Point-based annotation data:
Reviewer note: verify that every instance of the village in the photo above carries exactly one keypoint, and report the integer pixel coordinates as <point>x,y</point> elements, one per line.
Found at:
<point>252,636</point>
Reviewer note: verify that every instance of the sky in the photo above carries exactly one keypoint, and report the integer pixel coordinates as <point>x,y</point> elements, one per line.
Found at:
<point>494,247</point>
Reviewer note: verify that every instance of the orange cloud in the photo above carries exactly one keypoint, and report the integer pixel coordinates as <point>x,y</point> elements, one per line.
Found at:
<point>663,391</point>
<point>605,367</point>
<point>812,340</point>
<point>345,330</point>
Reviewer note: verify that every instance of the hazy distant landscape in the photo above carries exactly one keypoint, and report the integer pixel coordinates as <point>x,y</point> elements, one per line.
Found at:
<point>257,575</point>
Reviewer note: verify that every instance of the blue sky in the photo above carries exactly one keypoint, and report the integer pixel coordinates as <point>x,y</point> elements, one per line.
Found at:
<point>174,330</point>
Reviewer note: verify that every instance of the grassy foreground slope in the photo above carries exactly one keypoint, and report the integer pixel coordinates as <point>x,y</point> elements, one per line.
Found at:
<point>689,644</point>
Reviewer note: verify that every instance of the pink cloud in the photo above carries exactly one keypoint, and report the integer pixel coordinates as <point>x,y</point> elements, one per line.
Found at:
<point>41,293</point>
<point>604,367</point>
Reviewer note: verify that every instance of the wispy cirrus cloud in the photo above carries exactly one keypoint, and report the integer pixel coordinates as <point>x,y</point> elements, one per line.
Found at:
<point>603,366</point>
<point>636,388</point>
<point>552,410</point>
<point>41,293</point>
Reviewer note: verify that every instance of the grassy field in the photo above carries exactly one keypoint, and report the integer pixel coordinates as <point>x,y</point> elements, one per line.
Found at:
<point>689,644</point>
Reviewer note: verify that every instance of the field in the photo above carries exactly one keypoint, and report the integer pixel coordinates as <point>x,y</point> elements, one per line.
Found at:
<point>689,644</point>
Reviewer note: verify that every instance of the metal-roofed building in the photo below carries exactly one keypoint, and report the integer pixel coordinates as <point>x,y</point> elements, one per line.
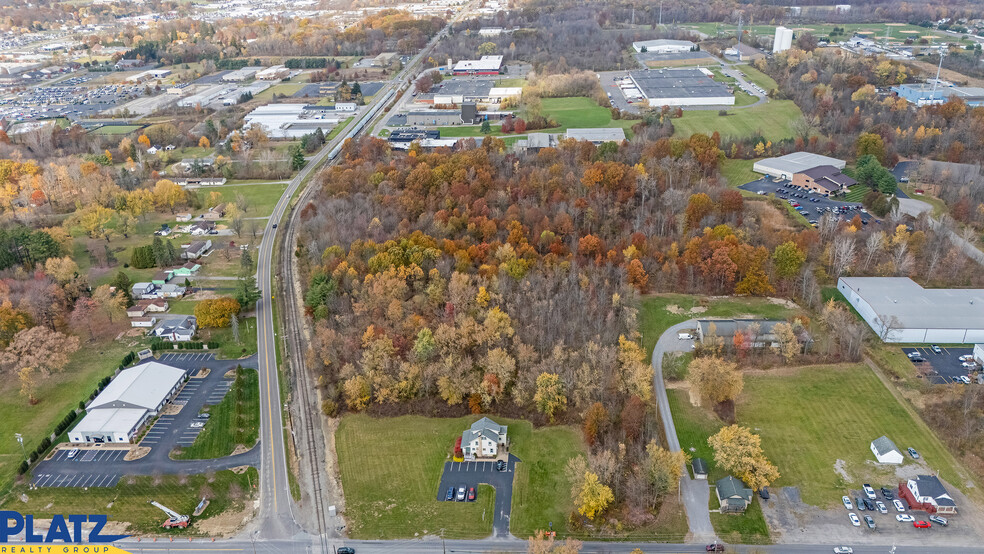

EXERCISE OBJECTIVE: Return all of the rows above verbatim, leaving the pictures out.

EXERCISE RESULT:
Reviewer note: verify that every instance of the village in the photo above carries exactly one keypoint, and report the integer pixel coordinates as <point>x,y</point> elements, one per line.
Found at:
<point>252,636</point>
Reviewer note: verify that every instance of the sky in the photo above carries exactly one keypoint, and report the integer pixel coordinates as <point>x,y</point> elements, one per line.
Found at:
<point>494,247</point>
Reviewer note: verify that every instance of the orange cloud in the photo above carries exactly one keypoint, and report the integer pixel coordinates as <point>x,y</point> elements, one per line.
Found at:
<point>663,391</point>
<point>605,367</point>
<point>812,340</point>
<point>345,330</point>
Reviewer note: verify that every instance of the hazy distant landscape in the photo above carries exactly one keypoint, and report the integer pixel coordinates as <point>x,y</point> elements, one per line.
Found at:
<point>257,575</point>
Reviewer note: verify that every instance of the blue sky in the photo above carries exactly one keypoint, and report the integer pixel coordinates as <point>x,y</point> elements, one per line.
Found at:
<point>174,330</point>
Reviewer note: verify that every instance of the grassy foreground slope in the photo above carries exactly one keypoint, and report the integer pixel coordinates as <point>x,y</point> elements, one per line.
Found at:
<point>689,644</point>
Reviewer note: verify that every instance of the pink cloud in the photo above carries exactly one keypoint, and report the integer pixel coordinates as <point>x,y</point> elements, one per line.
Found at:
<point>41,293</point>
<point>604,367</point>
Reviewer note: verify that every instance of the wispy cirrus cloud in the photo above carries exactly one keypoint, and report the integer pixel coordinates as <point>x,y</point> elements, one per line.
Found at:
<point>603,366</point>
<point>636,388</point>
<point>552,410</point>
<point>41,293</point>
Reviewer note: verify that every instance of the grassy field in the photo above carries exactly one keypoint, and report the integer pixel coordinates as <point>x,y</point> elements, one per line.
Found at:
<point>689,644</point>
Reviewer note: verify that every instance of the field in the photo above carries exactly one keypoint, and report the integer pixel coordinates as <point>x,y</point> elements, one per line.
Found at:
<point>689,644</point>
Reviewer note: verify that every instance of the metal-roofed building in the photo below carries exactly one keypoint, and report the integer pixel coordinates as <point>x,y</point> elements, one per line.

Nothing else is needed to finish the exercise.